* begin Supplied passage *
Jacki
Weaver stars in The Five-Year Engagement (second from right), one of the
many Hollywood offers since her Oscar nomination.
Liza Power, The Age, reports
Jacki Weaver says she's
never been the kind of actor to bemoan a lack of interesting roles for women in
their 50s. Last year, the sixtysomething star was nominated for an Oscar for
her turn as Janine ''Smurf'' Cody, the matriarch of a brutal Melbourne crime
family, in Animal Kingdom.
In the 18 months that
followed filming she performed in six plays, including the Sydney Theatre
Company's critically acclaimed production of Uncle
Vanya, a role she'll reprise when the production tours to New
York's Lincoln Centre Festival in July after its rave season in Washington last
year.
In between, she's
juggled her pick of the 20-odd film offers she's received in the aftermath of
her Oscar nomination, a situation she describes as ''very bewildering and hard
to believe. But fantastic.'' It's not that she doubted she would still be
acting in her 60s. More that ''it feels amazing to be in another country doing
it. There's still plenty of work to be doing here at home, but to be doing it
in a foreign country and speaking in different accents … is something else.''
Weaver was in Los
Angeles for the Academy Awards when Nicholas Stoller (director of Forgetting Sarah Marshall,
Get Him to the Greek)
* end Supplied passage *
Requirement A >>
List every film title named in the article on Jacki Weaver.
The article and the records are separate, unrelated material.
* begin Material for the task *
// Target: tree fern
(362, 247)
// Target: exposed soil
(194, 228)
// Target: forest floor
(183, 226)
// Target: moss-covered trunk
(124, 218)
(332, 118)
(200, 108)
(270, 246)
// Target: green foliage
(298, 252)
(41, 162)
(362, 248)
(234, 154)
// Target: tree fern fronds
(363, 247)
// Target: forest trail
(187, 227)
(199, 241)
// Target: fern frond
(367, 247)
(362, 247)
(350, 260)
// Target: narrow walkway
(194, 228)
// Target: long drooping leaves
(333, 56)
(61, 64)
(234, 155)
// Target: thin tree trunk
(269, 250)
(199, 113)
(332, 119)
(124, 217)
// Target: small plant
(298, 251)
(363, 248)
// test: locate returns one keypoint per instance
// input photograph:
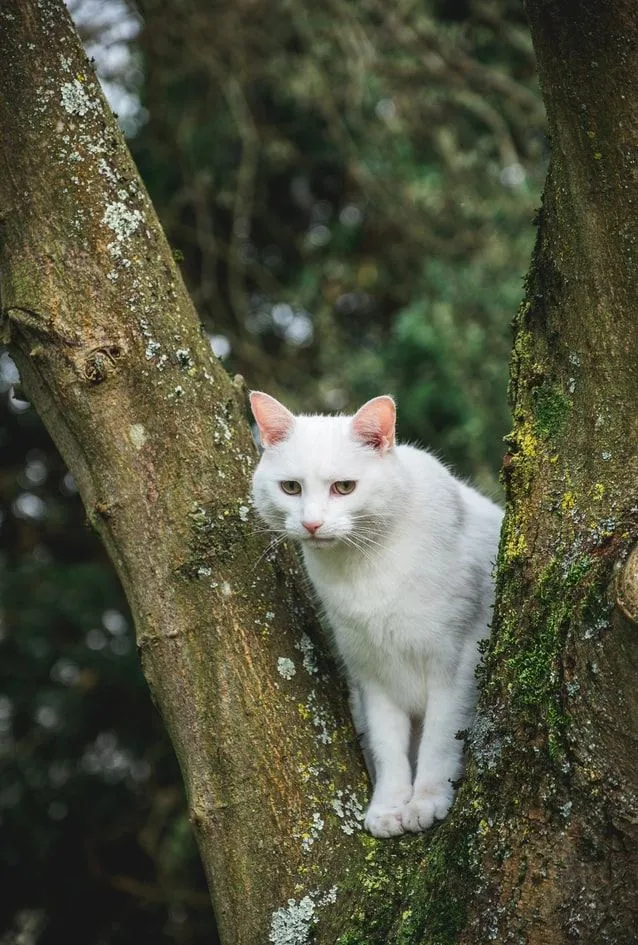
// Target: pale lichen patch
* end Material for the task *
Requirement B >>
Copy out the records, beginning at the line that has "Target: green foliage" and stopping after the last line of the records, both ends included. Leave out the picture.

Expected output A >>
The Five-Year Engagement
Animal Kingdom
Forgetting Sarah Marshall
Get Him to the Greek

Expected output B >>
// Target: green foliage
(298, 252)
(41, 162)
(362, 248)
(234, 154)
// Target: tree fern fronds
(363, 247)
// Target: forest trail
(187, 227)
(199, 241)
// Target: fern frond
(367, 247)
(362, 247)
(350, 260)
// Target: narrow walkway
(194, 228)
// Target: long drooping leaves
(333, 56)
(61, 64)
(234, 155)
// Target: thin tree trunk
(269, 250)
(199, 113)
(332, 119)
(124, 217)
// Target: small plant
(298, 251)
(363, 248)
// test: locate returns one keypoint per instance
// input photograph:
// Target: pale lichen patch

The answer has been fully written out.